Segment Start: Supplied data
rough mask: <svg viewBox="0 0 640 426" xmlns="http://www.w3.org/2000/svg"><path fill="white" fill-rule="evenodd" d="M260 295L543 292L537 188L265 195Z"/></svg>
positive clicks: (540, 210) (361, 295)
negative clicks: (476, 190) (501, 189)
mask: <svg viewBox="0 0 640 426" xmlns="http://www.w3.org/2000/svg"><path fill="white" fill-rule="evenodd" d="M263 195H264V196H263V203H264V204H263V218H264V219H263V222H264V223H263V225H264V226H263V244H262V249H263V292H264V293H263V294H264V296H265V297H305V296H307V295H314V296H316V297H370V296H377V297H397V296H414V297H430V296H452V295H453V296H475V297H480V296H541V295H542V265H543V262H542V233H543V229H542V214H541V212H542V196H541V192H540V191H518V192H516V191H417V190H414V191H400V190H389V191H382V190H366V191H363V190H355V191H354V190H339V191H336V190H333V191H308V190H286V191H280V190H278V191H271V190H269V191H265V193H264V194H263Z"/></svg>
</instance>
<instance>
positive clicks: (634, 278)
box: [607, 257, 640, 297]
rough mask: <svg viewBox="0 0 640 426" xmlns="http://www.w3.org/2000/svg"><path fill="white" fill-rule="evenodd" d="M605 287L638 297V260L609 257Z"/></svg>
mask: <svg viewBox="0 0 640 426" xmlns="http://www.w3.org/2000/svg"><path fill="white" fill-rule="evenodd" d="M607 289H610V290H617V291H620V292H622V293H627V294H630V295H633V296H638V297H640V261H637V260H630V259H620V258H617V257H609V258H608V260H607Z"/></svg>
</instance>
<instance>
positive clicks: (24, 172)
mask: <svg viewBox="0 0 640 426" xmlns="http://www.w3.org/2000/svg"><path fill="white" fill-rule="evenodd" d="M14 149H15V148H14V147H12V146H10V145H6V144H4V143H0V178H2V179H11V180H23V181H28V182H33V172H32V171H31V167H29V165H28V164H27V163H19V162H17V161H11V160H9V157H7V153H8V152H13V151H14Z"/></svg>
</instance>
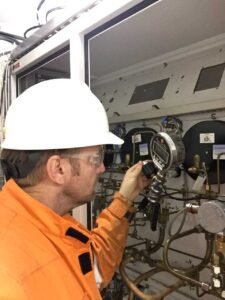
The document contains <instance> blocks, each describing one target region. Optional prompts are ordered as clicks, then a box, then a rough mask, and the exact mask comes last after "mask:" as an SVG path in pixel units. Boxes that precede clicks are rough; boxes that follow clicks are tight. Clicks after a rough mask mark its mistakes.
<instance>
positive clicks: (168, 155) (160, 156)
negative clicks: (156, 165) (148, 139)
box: [153, 138, 169, 164]
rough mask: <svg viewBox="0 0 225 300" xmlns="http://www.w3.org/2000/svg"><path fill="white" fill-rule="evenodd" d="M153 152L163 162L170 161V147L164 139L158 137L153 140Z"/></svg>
mask: <svg viewBox="0 0 225 300" xmlns="http://www.w3.org/2000/svg"><path fill="white" fill-rule="evenodd" d="M153 153H154V155H155V157H157V159H158V160H159V161H160V162H161V163H162V164H167V163H168V159H169V149H167V147H166V144H165V143H164V140H163V139H161V138H158V139H156V140H155V141H154V142H153Z"/></svg>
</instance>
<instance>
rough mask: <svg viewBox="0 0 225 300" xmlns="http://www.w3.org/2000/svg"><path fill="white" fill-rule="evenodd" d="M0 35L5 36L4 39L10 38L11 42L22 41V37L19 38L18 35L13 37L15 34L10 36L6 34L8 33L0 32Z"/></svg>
mask: <svg viewBox="0 0 225 300" xmlns="http://www.w3.org/2000/svg"><path fill="white" fill-rule="evenodd" d="M0 35H3V36H6V37H9V38H12V39H13V40H16V41H17V40H21V41H23V40H24V38H23V37H22V36H19V35H15V34H12V33H8V32H4V31H0Z"/></svg>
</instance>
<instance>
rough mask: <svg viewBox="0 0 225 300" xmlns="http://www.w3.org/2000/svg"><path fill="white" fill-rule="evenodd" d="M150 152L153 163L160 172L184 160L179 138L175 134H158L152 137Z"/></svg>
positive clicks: (179, 163)
mask: <svg viewBox="0 0 225 300" xmlns="http://www.w3.org/2000/svg"><path fill="white" fill-rule="evenodd" d="M150 151H151V157H152V161H153V163H154V164H155V166H156V167H157V168H158V169H159V170H161V171H166V170H168V169H170V168H171V167H175V166H177V165H179V164H181V163H182V162H183V161H184V158H185V148H184V145H183V142H182V139H181V136H180V135H179V134H177V133H175V132H174V133H172V132H170V134H168V133H166V132H159V133H157V134H155V135H153V137H152V139H151V146H150Z"/></svg>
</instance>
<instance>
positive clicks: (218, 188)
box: [216, 152, 225, 194]
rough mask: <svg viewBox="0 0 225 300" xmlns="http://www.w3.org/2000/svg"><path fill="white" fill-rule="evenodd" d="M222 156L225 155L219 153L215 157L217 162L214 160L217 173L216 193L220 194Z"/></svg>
mask: <svg viewBox="0 0 225 300" xmlns="http://www.w3.org/2000/svg"><path fill="white" fill-rule="evenodd" d="M222 155H225V152H221V153H219V154H218V156H217V160H216V166H217V168H216V172H217V186H218V190H217V193H218V194H220V157H221V156H222Z"/></svg>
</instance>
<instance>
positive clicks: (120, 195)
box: [107, 192, 133, 219]
mask: <svg viewBox="0 0 225 300" xmlns="http://www.w3.org/2000/svg"><path fill="white" fill-rule="evenodd" d="M107 209H108V210H109V211H110V212H111V213H112V214H113V215H115V216H116V217H117V218H119V219H122V218H123V217H125V216H126V214H127V212H128V211H133V206H132V204H131V202H129V201H128V200H127V199H126V198H124V197H123V196H122V195H121V194H120V193H119V192H116V193H115V194H114V198H113V201H112V202H111V204H110V205H109V206H108V208H107Z"/></svg>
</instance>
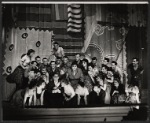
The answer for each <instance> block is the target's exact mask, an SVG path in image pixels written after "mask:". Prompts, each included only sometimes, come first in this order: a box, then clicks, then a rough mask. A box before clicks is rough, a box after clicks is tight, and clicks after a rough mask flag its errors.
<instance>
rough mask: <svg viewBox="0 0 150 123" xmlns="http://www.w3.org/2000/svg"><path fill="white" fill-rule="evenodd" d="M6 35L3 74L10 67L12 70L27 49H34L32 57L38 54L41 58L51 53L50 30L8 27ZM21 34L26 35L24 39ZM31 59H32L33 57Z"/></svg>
mask: <svg viewBox="0 0 150 123" xmlns="http://www.w3.org/2000/svg"><path fill="white" fill-rule="evenodd" d="M6 35H8V37H6V40H7V42H5V43H6V44H5V45H6V49H5V54H3V55H4V58H5V59H4V61H3V63H4V67H3V69H4V72H3V74H8V73H9V71H10V69H9V68H10V67H11V70H12V71H13V70H14V69H15V68H16V67H17V66H18V65H19V61H20V59H21V56H22V54H25V53H27V50H28V49H34V50H35V56H34V57H36V56H37V55H39V56H40V57H41V58H43V57H49V56H50V55H51V50H52V49H51V47H52V46H51V38H52V32H51V31H48V30H47V31H42V30H41V31H39V30H35V29H32V30H30V29H29V28H27V29H26V30H25V29H23V28H22V29H19V28H13V29H10V31H9V32H7V34H6ZM22 35H24V36H23V37H26V39H24V38H22ZM27 35H28V36H27ZM33 35H34V36H33ZM12 42H13V44H12ZM26 48H27V49H26ZM10 51H11V52H10ZM32 60H34V58H33V59H32ZM8 66H9V67H8Z"/></svg>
Segment End: Supplied data
• _Brief_
Update the material above by replacing every occurrence of "rough mask" with "coarse mask" and changing nothing else. Leave out the pictures.

• _Solved problem_
coarse mask: <svg viewBox="0 0 640 426" xmlns="http://www.w3.org/2000/svg"><path fill="white" fill-rule="evenodd" d="M260 295L543 292L537 188L265 195Z"/></svg>
positive clicks: (540, 210) (361, 295)
negative clicks: (476, 190) (501, 189)
mask: <svg viewBox="0 0 640 426" xmlns="http://www.w3.org/2000/svg"><path fill="white" fill-rule="evenodd" d="M263 195H264V196H263V203H264V204H263V218H264V219H263V222H264V223H263V225H264V226H263V244H262V249H263V292H264V293H263V294H264V296H265V297H305V296H307V295H314V296H316V297H370V296H377V297H397V296H414V297H430V296H452V295H453V296H475V297H480V296H541V295H542V265H543V262H542V233H543V229H542V214H541V212H542V196H541V192H540V191H518V192H516V191H417V190H414V191H400V190H389V191H382V190H366V191H363V190H355V191H354V190H339V191H336V190H333V191H308V190H286V191H280V190H278V191H271V190H269V191H265V193H264V194H263Z"/></svg>
</instance>
<instance>
positive clicks: (634, 278)
box: [607, 257, 640, 297]
coarse mask: <svg viewBox="0 0 640 426" xmlns="http://www.w3.org/2000/svg"><path fill="white" fill-rule="evenodd" d="M605 287L638 297V260L609 257Z"/></svg>
mask: <svg viewBox="0 0 640 426" xmlns="http://www.w3.org/2000/svg"><path fill="white" fill-rule="evenodd" d="M607 289H610V290H617V291H620V292H622V293H627V294H630V295H633V296H638V297H640V261H637V260H630V259H620V258H617V257H609V258H608V260H607Z"/></svg>
</instance>
<instance>
positive clicks: (24, 172)
mask: <svg viewBox="0 0 640 426" xmlns="http://www.w3.org/2000/svg"><path fill="white" fill-rule="evenodd" d="M14 149H15V148H14V147H12V146H10V145H6V144H4V143H0V178H2V179H11V180H23V181H28V182H33V172H32V171H31V167H29V165H28V164H27V163H19V162H17V161H11V160H9V157H7V153H8V152H13V151H14Z"/></svg>
</instance>
The document contains <instance> blocks, each describing one target region. Optional prompts are ordered as clicks, then a box, then a coarse mask, and the exact mask comes last after "mask:" as an SVG path in pixel units. Boxes that precede clicks are rough; boxes that follow clicks are tight. Clicks after a coarse mask mark its mistakes.
<instance>
positive clicks: (168, 155) (160, 156)
negative clicks: (156, 165) (148, 139)
box: [153, 138, 169, 164]
coarse mask: <svg viewBox="0 0 225 300" xmlns="http://www.w3.org/2000/svg"><path fill="white" fill-rule="evenodd" d="M153 152L163 162L170 161V147L164 139L158 137L153 140Z"/></svg>
mask: <svg viewBox="0 0 225 300" xmlns="http://www.w3.org/2000/svg"><path fill="white" fill-rule="evenodd" d="M153 153H154V155H155V157H157V159H158V160H159V161H160V162H161V163H162V164H167V163H168V159H169V149H167V147H166V144H165V143H164V140H163V139H161V138H158V139H156V140H155V141H154V142H153Z"/></svg>
</instance>
<instance>
coarse mask: <svg viewBox="0 0 225 300" xmlns="http://www.w3.org/2000/svg"><path fill="white" fill-rule="evenodd" d="M0 35L5 36L4 39L10 38L11 42L22 41V37L19 38L18 35L13 37L15 34L10 36L6 34L8 33L0 32Z"/></svg>
mask: <svg viewBox="0 0 225 300" xmlns="http://www.w3.org/2000/svg"><path fill="white" fill-rule="evenodd" d="M0 35H3V36H6V37H9V38H12V39H13V40H16V41H17V40H21V41H23V40H24V38H23V37H22V36H19V35H15V34H12V33H8V32H4V31H0Z"/></svg>
</instance>
<instance>
coarse mask: <svg viewBox="0 0 225 300" xmlns="http://www.w3.org/2000/svg"><path fill="white" fill-rule="evenodd" d="M150 152L153 163L160 172L184 160L179 138L175 134H158L152 137Z"/></svg>
positive clicks: (179, 163)
mask: <svg viewBox="0 0 225 300" xmlns="http://www.w3.org/2000/svg"><path fill="white" fill-rule="evenodd" d="M150 151H151V157H152V161H153V163H154V164H155V166H156V167H157V168H158V169H159V170H161V171H166V170H168V169H170V168H171V167H175V166H177V165H179V164H181V163H182V162H183V161H184V158H185V148H184V145H183V142H182V139H181V136H180V135H179V134H177V133H175V132H174V133H172V132H170V134H168V133H166V132H159V133H157V134H155V135H153V137H152V139H151V146H150Z"/></svg>
</instance>
<instance>
positive clicks: (218, 188)
box: [216, 152, 225, 194]
coarse mask: <svg viewBox="0 0 225 300" xmlns="http://www.w3.org/2000/svg"><path fill="white" fill-rule="evenodd" d="M222 156L225 155L219 153L215 157L217 162L214 160L217 173L216 193L220 194Z"/></svg>
mask: <svg viewBox="0 0 225 300" xmlns="http://www.w3.org/2000/svg"><path fill="white" fill-rule="evenodd" d="M222 155H225V152H221V153H219V154H218V156H217V160H216V166H217V168H216V172H217V186H218V190H217V193H218V194H220V157H221V156H222Z"/></svg>
</instance>
<instance>
positive clicks: (120, 195)
box: [107, 192, 133, 219]
mask: <svg viewBox="0 0 225 300" xmlns="http://www.w3.org/2000/svg"><path fill="white" fill-rule="evenodd" d="M107 209H108V210H109V211H110V212H111V213H112V214H113V215H115V216H116V217H117V218H119V219H122V218H123V217H125V216H126V214H127V212H128V211H133V206H132V204H131V202H129V201H128V200H127V199H126V198H124V197H123V196H122V195H121V194H120V193H119V192H116V193H115V194H114V198H113V201H112V202H111V204H110V205H109V206H108V208H107Z"/></svg>
</instance>
The answer for each <instance> block is the target's exact mask, an SVG path in image pixels written after "mask:". Prompts, each included only sometimes, come first in this order: a box, then clicks, then a coarse mask. A box before clicks is rough, a box after clicks is tight, and clicks after a coarse mask flag its errors.
<instance>
coarse mask: <svg viewBox="0 0 150 123" xmlns="http://www.w3.org/2000/svg"><path fill="white" fill-rule="evenodd" d="M6 35L3 74L10 67L12 70L27 49H34L32 57L38 54L41 58L51 53L50 30L8 27ZM21 34L26 35L24 39ZM31 59H32L33 57Z"/></svg>
mask: <svg viewBox="0 0 150 123" xmlns="http://www.w3.org/2000/svg"><path fill="white" fill-rule="evenodd" d="M6 35H8V37H6V40H7V42H5V43H6V44H5V45H6V49H5V54H3V55H4V58H5V59H4V61H3V63H4V67H3V69H4V72H3V74H8V73H9V71H10V69H9V68H10V67H11V70H12V71H13V70H14V69H15V68H16V67H17V66H18V65H19V61H20V59H21V56H22V54H25V53H27V50H28V49H34V50H35V56H34V57H36V56H37V55H39V56H40V57H41V58H43V57H49V56H50V55H51V50H52V49H51V47H52V46H51V38H52V32H51V31H48V30H47V31H42V30H41V31H39V30H35V29H32V30H30V29H29V28H27V29H26V30H25V29H23V28H22V29H19V28H13V29H10V31H9V32H7V34H6ZM22 35H24V36H23V37H26V39H24V38H22ZM27 35H28V36H27ZM33 35H34V36H33ZM12 42H13V44H12ZM26 48H27V49H26ZM10 51H11V52H10ZM32 60H34V58H33V59H32ZM8 66H9V67H8Z"/></svg>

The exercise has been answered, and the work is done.